**Your goal**: Each entry is to be given again exactly; drop the images.

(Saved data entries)
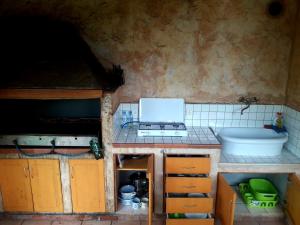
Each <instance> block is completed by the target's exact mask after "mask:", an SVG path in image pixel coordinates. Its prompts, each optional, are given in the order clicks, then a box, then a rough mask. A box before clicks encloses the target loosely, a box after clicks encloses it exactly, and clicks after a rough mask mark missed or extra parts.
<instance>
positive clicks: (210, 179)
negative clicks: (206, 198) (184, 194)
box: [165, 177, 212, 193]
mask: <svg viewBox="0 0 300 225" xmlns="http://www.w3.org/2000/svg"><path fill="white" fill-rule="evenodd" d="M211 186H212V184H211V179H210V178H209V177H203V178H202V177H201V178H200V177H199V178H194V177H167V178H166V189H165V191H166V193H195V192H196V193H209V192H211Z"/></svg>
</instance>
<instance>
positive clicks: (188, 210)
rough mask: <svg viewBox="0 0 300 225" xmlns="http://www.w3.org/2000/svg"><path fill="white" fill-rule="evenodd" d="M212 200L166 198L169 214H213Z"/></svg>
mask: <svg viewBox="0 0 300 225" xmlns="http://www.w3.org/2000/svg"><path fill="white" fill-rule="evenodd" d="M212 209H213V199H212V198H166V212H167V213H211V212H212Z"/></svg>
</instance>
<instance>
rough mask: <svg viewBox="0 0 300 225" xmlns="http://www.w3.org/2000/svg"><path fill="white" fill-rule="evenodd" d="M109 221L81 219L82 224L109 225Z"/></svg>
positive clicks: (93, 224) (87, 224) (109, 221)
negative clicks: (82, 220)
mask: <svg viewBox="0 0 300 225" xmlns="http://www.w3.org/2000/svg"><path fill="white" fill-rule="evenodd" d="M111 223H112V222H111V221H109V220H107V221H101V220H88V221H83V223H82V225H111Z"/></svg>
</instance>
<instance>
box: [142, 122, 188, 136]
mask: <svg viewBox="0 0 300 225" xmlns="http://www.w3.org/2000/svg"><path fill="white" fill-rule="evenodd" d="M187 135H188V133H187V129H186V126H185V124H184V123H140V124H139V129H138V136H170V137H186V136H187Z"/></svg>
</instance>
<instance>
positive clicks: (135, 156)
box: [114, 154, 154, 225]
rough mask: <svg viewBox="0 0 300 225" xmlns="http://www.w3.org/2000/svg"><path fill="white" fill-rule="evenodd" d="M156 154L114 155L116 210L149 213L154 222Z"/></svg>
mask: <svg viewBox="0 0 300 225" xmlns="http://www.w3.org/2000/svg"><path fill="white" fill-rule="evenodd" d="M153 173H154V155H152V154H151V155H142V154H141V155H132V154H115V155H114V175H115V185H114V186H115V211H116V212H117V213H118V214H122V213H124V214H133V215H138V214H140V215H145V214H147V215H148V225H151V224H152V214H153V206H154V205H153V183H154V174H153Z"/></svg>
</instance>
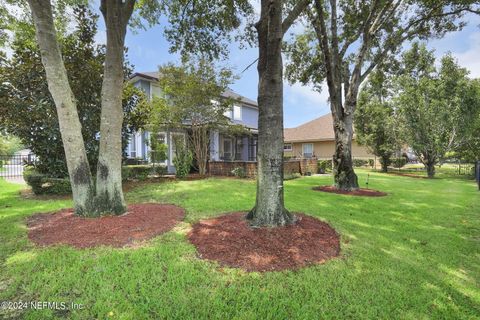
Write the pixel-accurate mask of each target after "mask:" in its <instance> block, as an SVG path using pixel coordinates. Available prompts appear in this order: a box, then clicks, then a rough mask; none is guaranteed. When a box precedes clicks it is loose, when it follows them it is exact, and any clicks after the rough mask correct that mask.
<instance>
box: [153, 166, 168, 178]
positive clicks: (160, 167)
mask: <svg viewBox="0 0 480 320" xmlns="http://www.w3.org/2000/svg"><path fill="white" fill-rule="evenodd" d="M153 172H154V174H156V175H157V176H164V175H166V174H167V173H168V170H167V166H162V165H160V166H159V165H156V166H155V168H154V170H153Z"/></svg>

**Worked solution**:
Each <instance> block is completed by the target's exact mask after "mask:", an SVG path in image pixel coordinates. Its prompts, each optional, are given in the order clicks, then a box, then a rough mask. A box before clicks encloses the target loosely, a box after clicks encloses it exactly, and clicks after a rough mask mark missed or extra parts.
<instance>
positive clicks: (210, 179)
negative clicks: (206, 198) (184, 194)
box: [165, 177, 212, 193]
mask: <svg viewBox="0 0 300 225" xmlns="http://www.w3.org/2000/svg"><path fill="white" fill-rule="evenodd" d="M211 186H212V184H211V179H210V178H209V177H203V178H202V177H201V178H200V177H199V178H194V177H167V178H166V189H165V191H166V193H195V192H196V193H209V192H211Z"/></svg>
</instance>
<instance>
positive clicks: (188, 210)
rough mask: <svg viewBox="0 0 300 225" xmlns="http://www.w3.org/2000/svg"><path fill="white" fill-rule="evenodd" d="M212 200L166 198L169 214H213Z"/></svg>
mask: <svg viewBox="0 0 300 225" xmlns="http://www.w3.org/2000/svg"><path fill="white" fill-rule="evenodd" d="M212 209H213V199H212V198H166V212H167V213H211V212H212Z"/></svg>
</instance>
<instance>
rough mask: <svg viewBox="0 0 300 225" xmlns="http://www.w3.org/2000/svg"><path fill="white" fill-rule="evenodd" d="M109 221L81 219L82 224L109 225Z"/></svg>
positive clicks: (93, 224) (87, 224) (109, 221)
negative clicks: (82, 220)
mask: <svg viewBox="0 0 300 225" xmlns="http://www.w3.org/2000/svg"><path fill="white" fill-rule="evenodd" d="M111 223H112V222H111V221H109V220H107V221H101V220H88V221H83V223H82V225H111Z"/></svg>
</instance>
<instance>
box: [142, 122, 188, 136]
mask: <svg viewBox="0 0 300 225" xmlns="http://www.w3.org/2000/svg"><path fill="white" fill-rule="evenodd" d="M187 135H188V133H187V129H186V126H185V124H184V123H140V124H139V129H138V136H170V137H186V136H187Z"/></svg>
</instance>
<instance>
positive clicks: (135, 156)
box: [114, 154, 154, 225]
rough mask: <svg viewBox="0 0 300 225" xmlns="http://www.w3.org/2000/svg"><path fill="white" fill-rule="evenodd" d="M156 154L114 155L116 210L149 213L154 222Z"/></svg>
mask: <svg viewBox="0 0 300 225" xmlns="http://www.w3.org/2000/svg"><path fill="white" fill-rule="evenodd" d="M153 173H154V155H152V154H151V155H142V154H141V155H132V154H115V155H114V175H115V185H114V186H115V211H116V212H117V213H118V214H122V213H124V214H133V215H138V214H140V215H145V214H147V215H148V225H151V224H152V214H153V206H154V205H153V183H154V174H153Z"/></svg>
</instance>
Write the pixel-accurate mask of each target after "mask:" in its <instance> block, as an SVG path using pixel coordinates. Available prompts appear in this order: a box, then clicks, then a rough mask; none is guaranteed. When a box precedes clicks it is loose, when it follows them it is exact, and any clicks after the rough mask correct that mask.
<instance>
box: [153, 166, 168, 178]
positive clicks: (160, 167)
mask: <svg viewBox="0 0 480 320" xmlns="http://www.w3.org/2000/svg"><path fill="white" fill-rule="evenodd" d="M153 172H154V174H156V175H157V176H164V175H166V174H167V173H168V170H167V166H162V165H160V166H159V165H156V166H155V168H154V170H153Z"/></svg>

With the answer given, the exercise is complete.